- SOURCE DOCUMENT
Sun Sportswear, Inc.
Address:
6520 South 190th Street
Kent, Washington 98032
U.S.A.
Telephone: (206) 251-3565
Fax: (206) 251-0527
Statistics:
Public Company
Incorporated:1981 as Sun Shirts, Inc.
Employees: 508
Sales: $93.9 million (1995)
Stock Exchanges: NASDAQ
SICs: 2329 Men's/Boys' Clothing, Not Elsewhere Classified; 2339 Women's/Misses' Outerwear, Not Elsewhere Classified; 2369 Girls'/Children's Outerwear, Not Elsewhere Classified
Company Perspectives:
Sun Sportswear is recognized for its ability to attract retail shoppers' interests. We accomplish this by offering a well-designed product line and fresh, attractive artwork that sells our screen printed goods.
Company History:
The largest producer of silkscreened apparel in the United States, Sun Sportswear, Inc., designs, sources, prints, markets, and sells an extensive collection of imprinted, dyed, and decorated casual sportswear for men, women, and children. During the mid-1990s, Sun Sportswear sold its proprietary and licensed designs to roughly 30 national and regional chains, including Wal-Mart, Target Stores, K-Mart, Montgomery Ward, JC Penney, and Sears. The company conducted its business by purchasing blank T-shirts, sweatshirts, sweatpants, tank tops, nightshirts, and similar apparel items and screenprinting designs on those garments. For its licensed designs, the company owned the rights to use or distribute certain characters and trademarks that included "Looney Tunes," "Major League Baseball," "Pocahontas," "The Lion King," "101 Dalmatians," "Garfield," "Batman Forever," and "Winnie the Pooh." For its proprietary designs, Sun Sportswear relied on concepts developed by its merchandising staff and internal graphics design department.

[Pointing dataset excerpts]
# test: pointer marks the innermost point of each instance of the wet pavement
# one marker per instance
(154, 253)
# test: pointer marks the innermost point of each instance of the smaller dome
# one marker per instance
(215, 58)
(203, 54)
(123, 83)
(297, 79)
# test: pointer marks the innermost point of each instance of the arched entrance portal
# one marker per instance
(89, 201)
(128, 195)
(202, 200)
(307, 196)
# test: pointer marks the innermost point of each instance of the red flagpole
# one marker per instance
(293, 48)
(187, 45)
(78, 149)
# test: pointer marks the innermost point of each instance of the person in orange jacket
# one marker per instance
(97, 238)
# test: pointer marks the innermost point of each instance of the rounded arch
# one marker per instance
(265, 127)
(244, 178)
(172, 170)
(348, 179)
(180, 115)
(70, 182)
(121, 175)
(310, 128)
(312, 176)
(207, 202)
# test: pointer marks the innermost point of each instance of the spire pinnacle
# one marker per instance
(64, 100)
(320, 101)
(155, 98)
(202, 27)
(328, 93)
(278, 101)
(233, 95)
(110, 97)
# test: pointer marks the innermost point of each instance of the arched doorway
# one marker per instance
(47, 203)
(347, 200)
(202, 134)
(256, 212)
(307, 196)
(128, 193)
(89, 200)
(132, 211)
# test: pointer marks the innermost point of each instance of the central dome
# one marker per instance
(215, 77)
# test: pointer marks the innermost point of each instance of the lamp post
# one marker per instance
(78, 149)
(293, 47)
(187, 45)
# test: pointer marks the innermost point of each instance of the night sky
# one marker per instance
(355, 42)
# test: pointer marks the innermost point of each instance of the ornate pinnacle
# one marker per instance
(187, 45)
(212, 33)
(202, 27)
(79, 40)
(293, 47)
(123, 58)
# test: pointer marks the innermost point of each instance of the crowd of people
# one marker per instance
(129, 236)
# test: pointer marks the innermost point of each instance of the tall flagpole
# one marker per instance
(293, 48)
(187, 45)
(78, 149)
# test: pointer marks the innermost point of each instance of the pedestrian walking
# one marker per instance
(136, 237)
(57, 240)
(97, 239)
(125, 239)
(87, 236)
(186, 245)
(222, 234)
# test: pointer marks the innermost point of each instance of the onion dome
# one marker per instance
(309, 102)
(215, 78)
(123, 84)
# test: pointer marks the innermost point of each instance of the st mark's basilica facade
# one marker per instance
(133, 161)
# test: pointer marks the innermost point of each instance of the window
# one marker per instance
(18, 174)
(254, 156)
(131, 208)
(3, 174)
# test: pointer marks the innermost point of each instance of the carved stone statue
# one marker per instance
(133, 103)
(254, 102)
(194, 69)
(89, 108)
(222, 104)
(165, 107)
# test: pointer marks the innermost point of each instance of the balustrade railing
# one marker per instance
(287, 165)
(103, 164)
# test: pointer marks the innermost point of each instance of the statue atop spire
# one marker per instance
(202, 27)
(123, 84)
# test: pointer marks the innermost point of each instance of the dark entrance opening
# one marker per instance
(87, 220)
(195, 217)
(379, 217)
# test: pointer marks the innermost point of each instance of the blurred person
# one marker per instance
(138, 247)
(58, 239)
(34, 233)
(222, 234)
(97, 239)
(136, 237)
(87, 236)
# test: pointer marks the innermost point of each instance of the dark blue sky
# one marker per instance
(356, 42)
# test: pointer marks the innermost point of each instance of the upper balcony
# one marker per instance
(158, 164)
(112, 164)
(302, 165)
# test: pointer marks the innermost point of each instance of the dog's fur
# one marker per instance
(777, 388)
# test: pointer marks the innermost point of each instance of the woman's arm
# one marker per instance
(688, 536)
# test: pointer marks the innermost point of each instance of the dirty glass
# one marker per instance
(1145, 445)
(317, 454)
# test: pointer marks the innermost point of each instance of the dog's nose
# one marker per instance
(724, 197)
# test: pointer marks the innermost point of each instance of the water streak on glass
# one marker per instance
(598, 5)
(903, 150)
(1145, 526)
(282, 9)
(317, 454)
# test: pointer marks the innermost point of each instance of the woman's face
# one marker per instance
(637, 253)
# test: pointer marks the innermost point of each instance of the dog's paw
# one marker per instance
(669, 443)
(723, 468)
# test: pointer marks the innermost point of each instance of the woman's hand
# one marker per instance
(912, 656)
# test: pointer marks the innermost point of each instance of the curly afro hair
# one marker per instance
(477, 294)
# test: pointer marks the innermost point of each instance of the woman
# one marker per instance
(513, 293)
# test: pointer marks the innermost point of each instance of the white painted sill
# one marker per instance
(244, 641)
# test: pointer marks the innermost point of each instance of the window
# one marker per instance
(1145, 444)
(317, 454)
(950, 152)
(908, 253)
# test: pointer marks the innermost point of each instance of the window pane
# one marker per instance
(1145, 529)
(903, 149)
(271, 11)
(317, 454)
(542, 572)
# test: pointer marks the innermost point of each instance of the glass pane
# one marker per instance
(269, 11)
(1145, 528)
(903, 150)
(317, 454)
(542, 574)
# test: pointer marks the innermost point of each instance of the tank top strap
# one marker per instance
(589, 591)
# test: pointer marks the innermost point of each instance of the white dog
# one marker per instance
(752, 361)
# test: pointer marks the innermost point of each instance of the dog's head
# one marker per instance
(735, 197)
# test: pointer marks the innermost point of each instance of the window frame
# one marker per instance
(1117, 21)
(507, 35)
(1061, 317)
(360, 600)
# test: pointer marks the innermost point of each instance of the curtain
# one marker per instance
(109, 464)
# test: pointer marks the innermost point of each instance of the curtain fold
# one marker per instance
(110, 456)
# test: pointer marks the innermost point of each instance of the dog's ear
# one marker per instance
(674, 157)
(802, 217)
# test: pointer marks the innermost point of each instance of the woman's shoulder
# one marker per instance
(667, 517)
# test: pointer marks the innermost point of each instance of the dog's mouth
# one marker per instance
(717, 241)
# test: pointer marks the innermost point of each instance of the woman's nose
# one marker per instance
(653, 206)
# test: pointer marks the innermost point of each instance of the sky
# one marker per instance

- EXERCISE TASK 1
Answer these questions from the company profile:
(a) In what year was the company incorporated, and under what name?
(b) How many employees does it have?
(c) Roughly how many national and regional chains bought its designs during the mid-1990s?
- EXERCISE TASK 2
Which retail chains does the company profile name as buyers of Sun Sportswear's designs?
The rows are separate material and have no connection to the company profile.

- EXPECTED OUTPUT 1
(a) 1981, as Sun Shirts, Inc.
(b) 508
(c) Roughly 30

- EXPECTED OUTPUT 2
Wal-Mart, Target Stores, K-Mart, Montgomery Ward, JC Penney, Sears